Point labeling dataset excerpts:
######
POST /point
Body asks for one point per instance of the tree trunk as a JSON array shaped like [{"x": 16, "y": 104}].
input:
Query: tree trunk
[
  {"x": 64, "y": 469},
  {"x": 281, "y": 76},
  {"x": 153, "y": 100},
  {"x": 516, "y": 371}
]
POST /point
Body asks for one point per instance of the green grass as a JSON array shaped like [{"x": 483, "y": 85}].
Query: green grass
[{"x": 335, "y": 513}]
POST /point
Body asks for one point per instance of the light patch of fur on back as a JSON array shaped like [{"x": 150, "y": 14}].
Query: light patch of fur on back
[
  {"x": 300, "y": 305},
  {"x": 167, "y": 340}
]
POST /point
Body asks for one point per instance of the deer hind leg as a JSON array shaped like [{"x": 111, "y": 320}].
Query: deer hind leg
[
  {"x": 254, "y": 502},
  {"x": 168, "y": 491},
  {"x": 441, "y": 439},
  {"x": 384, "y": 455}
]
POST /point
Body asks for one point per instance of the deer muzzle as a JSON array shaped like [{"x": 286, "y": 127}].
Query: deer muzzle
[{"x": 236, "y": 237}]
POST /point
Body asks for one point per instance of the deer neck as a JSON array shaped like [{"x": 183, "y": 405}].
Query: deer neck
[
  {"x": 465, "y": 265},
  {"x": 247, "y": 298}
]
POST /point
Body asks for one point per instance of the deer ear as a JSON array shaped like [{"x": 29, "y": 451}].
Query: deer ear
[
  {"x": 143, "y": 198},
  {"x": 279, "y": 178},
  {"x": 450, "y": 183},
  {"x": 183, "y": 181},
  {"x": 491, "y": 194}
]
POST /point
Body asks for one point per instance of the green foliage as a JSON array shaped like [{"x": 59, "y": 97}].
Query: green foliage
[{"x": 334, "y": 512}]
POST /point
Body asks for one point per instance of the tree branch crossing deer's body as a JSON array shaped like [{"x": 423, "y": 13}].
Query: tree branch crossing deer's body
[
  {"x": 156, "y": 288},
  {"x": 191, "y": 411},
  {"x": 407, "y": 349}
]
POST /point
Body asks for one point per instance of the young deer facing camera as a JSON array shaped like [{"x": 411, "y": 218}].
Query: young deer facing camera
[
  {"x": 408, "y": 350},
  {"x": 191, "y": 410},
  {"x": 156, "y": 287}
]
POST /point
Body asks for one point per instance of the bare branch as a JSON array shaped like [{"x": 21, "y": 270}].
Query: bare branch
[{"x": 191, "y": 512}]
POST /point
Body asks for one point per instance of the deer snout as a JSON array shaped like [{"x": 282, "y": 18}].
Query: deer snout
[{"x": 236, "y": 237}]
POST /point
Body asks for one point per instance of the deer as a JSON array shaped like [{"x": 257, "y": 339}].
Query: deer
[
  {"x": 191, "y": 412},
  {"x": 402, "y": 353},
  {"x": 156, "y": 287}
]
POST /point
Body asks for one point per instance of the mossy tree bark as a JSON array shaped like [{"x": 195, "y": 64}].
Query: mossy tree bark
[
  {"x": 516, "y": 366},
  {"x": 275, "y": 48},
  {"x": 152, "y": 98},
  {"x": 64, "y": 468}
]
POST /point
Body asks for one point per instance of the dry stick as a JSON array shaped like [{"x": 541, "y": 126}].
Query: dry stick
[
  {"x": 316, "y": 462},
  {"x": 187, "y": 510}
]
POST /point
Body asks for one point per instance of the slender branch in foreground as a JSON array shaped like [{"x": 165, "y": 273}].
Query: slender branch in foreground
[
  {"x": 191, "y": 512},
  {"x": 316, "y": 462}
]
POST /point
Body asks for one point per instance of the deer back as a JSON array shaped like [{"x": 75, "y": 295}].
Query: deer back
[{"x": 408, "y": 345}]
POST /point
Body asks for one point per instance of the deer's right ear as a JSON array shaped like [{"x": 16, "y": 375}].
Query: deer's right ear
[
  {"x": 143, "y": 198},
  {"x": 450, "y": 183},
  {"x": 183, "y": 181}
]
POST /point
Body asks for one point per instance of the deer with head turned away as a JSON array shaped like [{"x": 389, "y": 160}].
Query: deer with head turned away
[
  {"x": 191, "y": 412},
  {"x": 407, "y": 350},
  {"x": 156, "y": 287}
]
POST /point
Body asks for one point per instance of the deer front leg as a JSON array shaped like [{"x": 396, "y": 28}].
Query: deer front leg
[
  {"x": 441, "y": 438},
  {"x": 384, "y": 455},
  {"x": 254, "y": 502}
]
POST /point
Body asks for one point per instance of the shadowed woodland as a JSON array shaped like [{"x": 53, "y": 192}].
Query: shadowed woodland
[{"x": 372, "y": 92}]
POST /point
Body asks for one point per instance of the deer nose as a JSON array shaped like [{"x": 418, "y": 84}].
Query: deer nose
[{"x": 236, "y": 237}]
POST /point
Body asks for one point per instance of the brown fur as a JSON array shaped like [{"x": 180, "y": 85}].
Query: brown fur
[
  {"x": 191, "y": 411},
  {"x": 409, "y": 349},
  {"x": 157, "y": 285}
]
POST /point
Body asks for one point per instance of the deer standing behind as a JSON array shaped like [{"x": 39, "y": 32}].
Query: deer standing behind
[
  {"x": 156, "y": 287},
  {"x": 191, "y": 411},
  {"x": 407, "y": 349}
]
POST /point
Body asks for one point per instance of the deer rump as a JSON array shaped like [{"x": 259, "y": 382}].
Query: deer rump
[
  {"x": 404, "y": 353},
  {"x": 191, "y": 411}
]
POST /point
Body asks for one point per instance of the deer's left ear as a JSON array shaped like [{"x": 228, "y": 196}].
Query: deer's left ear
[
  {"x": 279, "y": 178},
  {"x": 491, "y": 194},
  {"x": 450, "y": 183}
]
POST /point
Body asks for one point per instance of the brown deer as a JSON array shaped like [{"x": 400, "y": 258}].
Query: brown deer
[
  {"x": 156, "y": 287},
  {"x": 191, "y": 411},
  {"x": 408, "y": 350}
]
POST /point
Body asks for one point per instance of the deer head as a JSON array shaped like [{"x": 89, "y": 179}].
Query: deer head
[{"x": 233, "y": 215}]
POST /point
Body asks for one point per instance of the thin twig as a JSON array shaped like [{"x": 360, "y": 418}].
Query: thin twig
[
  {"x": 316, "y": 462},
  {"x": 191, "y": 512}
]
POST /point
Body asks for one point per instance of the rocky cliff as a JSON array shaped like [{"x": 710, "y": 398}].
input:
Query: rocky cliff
######
> JOB
Reproduce each entry word for word.

> RESULT
POST /point
Body asks for one point per instance of the tree trunk as a JSON array shaped like [{"x": 16, "y": 104}].
input:
Query: tree trunk
[
  {"x": 64, "y": 469},
  {"x": 281, "y": 76},
  {"x": 153, "y": 100},
  {"x": 516, "y": 371}
]
POST /point
Body asks for one point per instance of the green grass as a JSON array shaped like [{"x": 483, "y": 85}].
Query: green grass
[{"x": 335, "y": 513}]
POST /point
Body asks for one point per instance of the light patch of fur on back as a JSON array shaped like [{"x": 150, "y": 14}].
Query: light patch of fur on back
[
  {"x": 300, "y": 305},
  {"x": 167, "y": 340}
]
POST /point
Body asks for one point per instance of the deer hind leg as a JSON array shaped like [{"x": 111, "y": 320}].
Query: deer hind leg
[
  {"x": 254, "y": 502},
  {"x": 168, "y": 491},
  {"x": 441, "y": 439},
  {"x": 384, "y": 455}
]
POST /point
Body asks for one point per instance of the deer muzzle as a JSON array shaped like [{"x": 286, "y": 127}].
Query: deer muzzle
[{"x": 236, "y": 237}]
POST /point
Body asks for one point per instance of the deer neck as a JSON array shaped like [{"x": 183, "y": 405}].
Query: deer neck
[
  {"x": 465, "y": 265},
  {"x": 247, "y": 298}
]
POST /point
Body asks for one point per instance of the deer ear as a JSON array shaped like [{"x": 29, "y": 451}].
Query: deer ear
[
  {"x": 143, "y": 198},
  {"x": 279, "y": 178},
  {"x": 450, "y": 183},
  {"x": 183, "y": 181},
  {"x": 491, "y": 194}
]
POST /point
Body asks for one point per instance of the green foliage as a JSON array shaped like [{"x": 59, "y": 97}].
Query: green foliage
[{"x": 334, "y": 512}]
POST /point
Body asks for one point per instance of the tree branch crossing deer's body as a JSON array shaped like [{"x": 423, "y": 13}].
Query: tree branch crossing deer's body
[
  {"x": 156, "y": 288},
  {"x": 191, "y": 411},
  {"x": 407, "y": 349}
]
POST /point
Body asks for one point per instance of the young deer facing camera as a JSON array shaped like [{"x": 411, "y": 218}].
Query: young deer facing camera
[
  {"x": 408, "y": 350},
  {"x": 191, "y": 410},
  {"x": 156, "y": 287}
]
POST /point
Body asks for one point per instance of the bare branch as a JSON array shaped like [{"x": 21, "y": 270}].
Query: bare branch
[{"x": 191, "y": 512}]
POST /point
Body asks for one point per instance of the deer snout as a JSON array shaped like [{"x": 282, "y": 18}].
Query: deer snout
[{"x": 236, "y": 237}]
POST /point
Body asks for one point per instance of the deer as a JSON array shaped like [{"x": 257, "y": 339}].
Query: deer
[
  {"x": 191, "y": 412},
  {"x": 402, "y": 353},
  {"x": 156, "y": 287}
]
POST /point
Body asks for one point per instance of the mossy tree bark as a JSON array shaped like [{"x": 195, "y": 64}].
Query: mossy tree bark
[
  {"x": 516, "y": 366},
  {"x": 275, "y": 48},
  {"x": 152, "y": 98},
  {"x": 64, "y": 468}
]
POST /point
Body asks for one point per instance of the dry stick as a JSON array shaped like [{"x": 541, "y": 126}].
Query: dry stick
[
  {"x": 316, "y": 462},
  {"x": 187, "y": 510}
]
POST /point
Body asks for one point per instance of the slender branch in foreground as a JSON array shaped like [{"x": 165, "y": 273}].
Query: slender branch in foreground
[
  {"x": 191, "y": 512},
  {"x": 316, "y": 462}
]
POST /point
Body asks for one point per instance of the deer back as a JSON array shaped like [{"x": 75, "y": 295}].
Query: deer back
[{"x": 408, "y": 345}]
POST /point
Body asks for one point per instance of the deer's right ear as a JSON array shaped like [{"x": 16, "y": 375}].
Query: deer's right ear
[
  {"x": 143, "y": 198},
  {"x": 450, "y": 183},
  {"x": 183, "y": 181}
]
POST /point
Body asks for one point per instance of the deer with head turned away as a JSON array shaped like [{"x": 389, "y": 160}].
Query: deer with head turned away
[
  {"x": 191, "y": 412},
  {"x": 407, "y": 350},
  {"x": 156, "y": 287}
]
POST /point
Body asks for one point per instance of the deer front leg as a JSON array shaped like [{"x": 396, "y": 28}].
Query: deer front leg
[
  {"x": 441, "y": 438},
  {"x": 384, "y": 455},
  {"x": 254, "y": 502}
]
POST /point
Body asks for one point per instance of the shadowed woodland as a JSON array shaped like [{"x": 53, "y": 192}].
Query: shadowed woodland
[{"x": 372, "y": 92}]
POST /point
Body asks for one point per instance of the deer nose as a JSON array shaped like [{"x": 418, "y": 84}].
Query: deer nose
[{"x": 236, "y": 237}]
POST /point
Body asks for one point per instance of the brown fur as a JSON array shaped like [{"x": 180, "y": 85}].
Query: brown fur
[
  {"x": 191, "y": 411},
  {"x": 409, "y": 349},
  {"x": 157, "y": 285}
]
POST /point
Body asks for one point per instance of the deer standing behind as a JSON array shaped like [{"x": 39, "y": 32}].
Query: deer standing behind
[
  {"x": 156, "y": 287},
  {"x": 191, "y": 411},
  {"x": 407, "y": 349}
]
POST /point
Body asks for one point per instance of the deer rump as a JSON array shaped like [{"x": 259, "y": 382}].
Query: deer rump
[
  {"x": 404, "y": 353},
  {"x": 191, "y": 411}
]
POST /point
Body asks for one point per instance of the deer's left ear as a JSON array shaped like [{"x": 228, "y": 196}].
Query: deer's left ear
[
  {"x": 279, "y": 178},
  {"x": 491, "y": 194},
  {"x": 450, "y": 183}
]
POST /point
Body asks for one point per instance of the brown deer as a JSON array shaped like [{"x": 400, "y": 258}].
Query: brown deer
[
  {"x": 156, "y": 287},
  {"x": 191, "y": 411},
  {"x": 408, "y": 350}
]
POST /point
Body asks for one point per instance of the deer head as a JSON array shaped like [{"x": 89, "y": 179}].
Query: deer head
[{"x": 233, "y": 215}]
POST /point
Body asks for one point per instance of the thin twig as a JSON array shaped like [{"x": 360, "y": 418}].
Query: thin twig
[
  {"x": 316, "y": 462},
  {"x": 191, "y": 512}
]
POST /point
Body asks for one point per instance of the rocky cliff as a JSON array shaped like [{"x": 710, "y": 398}].
input:
Query: rocky cliff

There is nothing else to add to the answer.